Your instructions:
Convert the data below into a numbered list with one line per entry, leaving out any blank lines.

Stored data:
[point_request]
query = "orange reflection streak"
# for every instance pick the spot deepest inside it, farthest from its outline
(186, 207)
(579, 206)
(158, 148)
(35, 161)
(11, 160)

Full response:
1. [point_request]
2. query = "orange reflection streak"
3. # for every instance pick the spot deepest inside it, farthest from its outline
4. (186, 207)
5. (579, 206)
6. (158, 148)
7. (35, 161)
8. (11, 160)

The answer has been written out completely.